Photograph of the finished TKR CT phantom. The phantom is set in epoxy resin in a Perspex box. TKR, total knee replacement.
Results
Material costs, construction time and ease of use
The total material costs (excluding the prosthetic components) were under £50. The work was performed in a small workshop with basic tools and took in total less than 3 h although, especially for the external modelling of the filler and the setting in resin, multiple short visits were needed. The phantom was easily carried across the country, and proved easy to use for its purpose. One of the side-walls of the acrylic box cracked when travelling to a site visit, but despite the crack it could still be used.
CT appearances
The CT appearance of the TKR phantom resembled a real knee replacement (Figure 2a,b). The femoral and tibial component were encased by high attenuation material, and the clay provided a uniform cortex-like cover. The polystyrene added to the filler mix created multiple low attenuation pockets, adding structure to the “medullary bone” compartment.
Figure 2.
CT images of the TKR phantom. Ap scout, (a). (b) Shows the TKR of a real patient for comparison. Axial image of the CT phantom just below the tibial tray showing “bone defects” at the “implant bone interface”, (c) Coronal reformat, (d) showing the “bone texture” created by a mix of filler with polystyrene pellets. Off-centre sagittal reformat showing the “lesion” next to the tibal tray, (d) lesions next to the femoral component can not be appreciated due to artefact. TKR, total knee replacement.
The “bone lysis” lesions formed by the POM cylinders appeared visually similar to bone lesions on a clinical CT. They could be distinguished easily adjacent to the tibial component (Figure 2c). However, adjacent to the femoral component only larger lesions were visualised (Figure 2d). The image quality could be assessed at corresponding slices on images obtained on different scanners (Figure 3a/b vs c). Finally, the impact of metal artefact reduction software on the image quality could be assessed (Figure 3a vs b).
Figure 3.
CT images of the phantom acquired with two different CT scanners. Equivalent locations are shown. The images of one CT scanner are without (a) and with (b) the application of a metal artefact reduction software algorithm. CT images acquired with another CT scanner (c) show significantly superior image quality. The CT phantom allows the comparison of CT scanner performance on multiple site visits.
Discussion
The authors set-out to construct a CT phantom that was easy to build, easily transportable, stable over time, cheap and would challenge CT scanner performance in the presence of metal implants, including reconstruction software algorithms. The knee replacement phantom described here fulfils all these criteria. The complex shape and high density of knee replacements typically causes significant artefact on CT and MRI and formed a suitable test for any scanner and scanner software.
There was a clear difference between the two implant components in the ability to visualise the ”bone defects”. This was expected as the tibial component was titanium and had lower attenuation, causing minor artefact, while the femoral component was cobalt chromium and caused a major amount of artefact. There was also a visible difference between different CT scanners and reconstruction algorithms, which allowed us to objectively compare scanner performance with respect to metal artefact removal and bone defect detection.
During the phantom design it was considered setting the knee replacement in human bone. Human bone is obviously most realistic and human cadaver models for implant imaging are described in the literature.5,9,13 However in the UK, the human tissue act makes the use of human bone for this purpose difficult, especially because the phantom would need to be transported to various places, including abroad.

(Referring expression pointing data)
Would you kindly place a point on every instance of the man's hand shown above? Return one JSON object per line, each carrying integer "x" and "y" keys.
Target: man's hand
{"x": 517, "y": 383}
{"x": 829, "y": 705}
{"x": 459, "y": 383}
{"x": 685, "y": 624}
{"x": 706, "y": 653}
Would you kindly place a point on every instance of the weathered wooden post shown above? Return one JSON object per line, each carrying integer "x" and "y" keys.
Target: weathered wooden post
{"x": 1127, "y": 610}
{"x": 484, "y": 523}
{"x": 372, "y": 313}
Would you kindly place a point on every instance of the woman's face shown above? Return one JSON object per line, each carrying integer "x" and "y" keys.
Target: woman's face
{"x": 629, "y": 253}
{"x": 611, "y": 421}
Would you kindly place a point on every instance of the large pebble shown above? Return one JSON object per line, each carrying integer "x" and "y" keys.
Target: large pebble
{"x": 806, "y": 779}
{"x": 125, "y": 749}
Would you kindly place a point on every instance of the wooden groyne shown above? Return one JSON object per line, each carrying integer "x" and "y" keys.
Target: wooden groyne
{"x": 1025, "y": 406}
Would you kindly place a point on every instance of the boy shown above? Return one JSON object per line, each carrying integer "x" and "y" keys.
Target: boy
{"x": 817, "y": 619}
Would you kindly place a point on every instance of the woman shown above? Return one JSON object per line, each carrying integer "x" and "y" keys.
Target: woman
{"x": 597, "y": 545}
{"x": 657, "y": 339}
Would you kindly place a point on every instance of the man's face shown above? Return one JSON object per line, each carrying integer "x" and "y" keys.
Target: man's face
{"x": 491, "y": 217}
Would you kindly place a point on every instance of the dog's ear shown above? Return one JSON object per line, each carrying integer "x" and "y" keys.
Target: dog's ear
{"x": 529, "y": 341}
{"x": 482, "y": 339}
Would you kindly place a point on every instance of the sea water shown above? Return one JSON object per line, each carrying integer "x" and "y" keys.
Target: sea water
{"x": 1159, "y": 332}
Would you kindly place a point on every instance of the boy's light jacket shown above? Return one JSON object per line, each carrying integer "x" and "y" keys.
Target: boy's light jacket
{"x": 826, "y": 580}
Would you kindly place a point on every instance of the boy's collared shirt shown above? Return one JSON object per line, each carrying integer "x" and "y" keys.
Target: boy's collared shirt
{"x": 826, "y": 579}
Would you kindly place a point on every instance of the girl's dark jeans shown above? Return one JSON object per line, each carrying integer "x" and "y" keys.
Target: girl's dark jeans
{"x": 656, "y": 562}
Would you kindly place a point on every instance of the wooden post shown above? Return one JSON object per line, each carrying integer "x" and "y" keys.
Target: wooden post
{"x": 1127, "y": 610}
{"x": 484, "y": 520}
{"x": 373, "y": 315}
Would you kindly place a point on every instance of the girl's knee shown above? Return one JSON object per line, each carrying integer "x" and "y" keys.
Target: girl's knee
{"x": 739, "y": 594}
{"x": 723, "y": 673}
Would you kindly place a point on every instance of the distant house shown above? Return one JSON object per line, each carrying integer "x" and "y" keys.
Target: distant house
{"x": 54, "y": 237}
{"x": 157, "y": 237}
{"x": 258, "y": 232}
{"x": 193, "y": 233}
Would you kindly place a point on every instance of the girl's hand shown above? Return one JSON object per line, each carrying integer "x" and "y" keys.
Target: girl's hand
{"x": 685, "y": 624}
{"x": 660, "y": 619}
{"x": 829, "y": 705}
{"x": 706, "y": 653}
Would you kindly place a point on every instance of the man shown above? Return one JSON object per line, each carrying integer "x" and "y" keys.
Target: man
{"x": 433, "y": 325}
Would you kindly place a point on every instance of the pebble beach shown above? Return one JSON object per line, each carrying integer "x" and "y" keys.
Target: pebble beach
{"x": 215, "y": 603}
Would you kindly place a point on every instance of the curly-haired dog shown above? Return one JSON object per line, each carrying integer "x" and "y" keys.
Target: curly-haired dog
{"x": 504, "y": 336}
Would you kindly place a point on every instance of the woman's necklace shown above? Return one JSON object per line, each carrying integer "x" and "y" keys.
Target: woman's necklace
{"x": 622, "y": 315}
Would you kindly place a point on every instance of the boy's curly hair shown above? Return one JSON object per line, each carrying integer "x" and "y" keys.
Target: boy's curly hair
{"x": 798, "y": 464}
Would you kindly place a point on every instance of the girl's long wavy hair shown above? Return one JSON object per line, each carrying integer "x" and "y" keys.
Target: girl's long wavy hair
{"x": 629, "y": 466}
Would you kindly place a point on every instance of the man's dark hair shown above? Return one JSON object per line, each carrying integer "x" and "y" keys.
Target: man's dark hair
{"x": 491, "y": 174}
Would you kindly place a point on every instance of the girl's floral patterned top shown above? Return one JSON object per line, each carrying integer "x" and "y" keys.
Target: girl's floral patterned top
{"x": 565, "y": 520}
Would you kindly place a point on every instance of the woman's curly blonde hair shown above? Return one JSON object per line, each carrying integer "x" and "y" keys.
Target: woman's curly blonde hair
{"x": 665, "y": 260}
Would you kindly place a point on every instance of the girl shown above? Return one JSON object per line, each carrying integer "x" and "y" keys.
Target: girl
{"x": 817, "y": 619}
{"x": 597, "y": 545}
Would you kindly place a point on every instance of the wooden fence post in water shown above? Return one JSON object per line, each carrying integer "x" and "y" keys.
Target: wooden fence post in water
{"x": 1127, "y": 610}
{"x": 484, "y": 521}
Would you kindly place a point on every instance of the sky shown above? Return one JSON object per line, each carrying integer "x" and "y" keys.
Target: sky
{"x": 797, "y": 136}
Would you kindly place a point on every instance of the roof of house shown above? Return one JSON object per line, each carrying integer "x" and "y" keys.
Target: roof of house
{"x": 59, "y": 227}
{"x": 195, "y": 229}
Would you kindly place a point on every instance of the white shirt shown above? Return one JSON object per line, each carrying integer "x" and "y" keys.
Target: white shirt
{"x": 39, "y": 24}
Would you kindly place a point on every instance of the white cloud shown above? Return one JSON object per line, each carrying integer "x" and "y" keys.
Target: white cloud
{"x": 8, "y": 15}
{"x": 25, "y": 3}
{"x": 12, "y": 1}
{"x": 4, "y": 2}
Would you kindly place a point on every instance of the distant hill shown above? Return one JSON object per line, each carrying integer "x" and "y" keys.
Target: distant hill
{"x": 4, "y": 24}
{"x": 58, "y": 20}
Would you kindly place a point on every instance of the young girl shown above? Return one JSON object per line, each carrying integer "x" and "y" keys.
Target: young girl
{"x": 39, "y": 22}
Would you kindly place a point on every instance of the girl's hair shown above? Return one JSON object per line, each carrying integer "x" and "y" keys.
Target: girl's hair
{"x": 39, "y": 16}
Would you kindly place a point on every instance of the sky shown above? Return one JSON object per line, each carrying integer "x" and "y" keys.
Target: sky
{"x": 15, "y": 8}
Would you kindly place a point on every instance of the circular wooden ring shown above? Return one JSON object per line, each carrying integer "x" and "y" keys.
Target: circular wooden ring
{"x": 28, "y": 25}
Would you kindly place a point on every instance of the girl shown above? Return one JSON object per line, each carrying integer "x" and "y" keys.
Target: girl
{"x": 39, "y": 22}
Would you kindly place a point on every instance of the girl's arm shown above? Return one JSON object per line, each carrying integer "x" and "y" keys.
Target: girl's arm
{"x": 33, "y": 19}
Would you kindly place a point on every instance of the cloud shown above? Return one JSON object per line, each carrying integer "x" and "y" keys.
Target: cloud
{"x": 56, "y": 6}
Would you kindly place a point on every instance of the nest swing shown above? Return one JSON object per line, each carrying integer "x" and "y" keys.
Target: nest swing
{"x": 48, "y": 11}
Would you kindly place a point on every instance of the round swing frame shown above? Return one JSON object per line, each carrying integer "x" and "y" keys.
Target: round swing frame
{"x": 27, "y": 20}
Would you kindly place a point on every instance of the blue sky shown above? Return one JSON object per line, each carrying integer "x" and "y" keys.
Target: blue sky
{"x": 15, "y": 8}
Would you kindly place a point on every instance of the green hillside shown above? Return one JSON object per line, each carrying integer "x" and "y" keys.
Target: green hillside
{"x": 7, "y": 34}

* **Task directions**
Set down the passage of the knee phantom article between "CT images of the phantom" and "multiple site visits.", inclusive, copying it word for word.

* **Answer to the exercise**
CT images of the phantom acquired with two different CT scanners. Equivalent locations are shown. The images of one CT scanner are without (a) and with (b) the application of a metal artefact reduction software algorithm. CT images acquired with another CT scanner (c) show significantly superior image quality. The CT phantom allows the comparison of CT scanner performance on multiple site visits.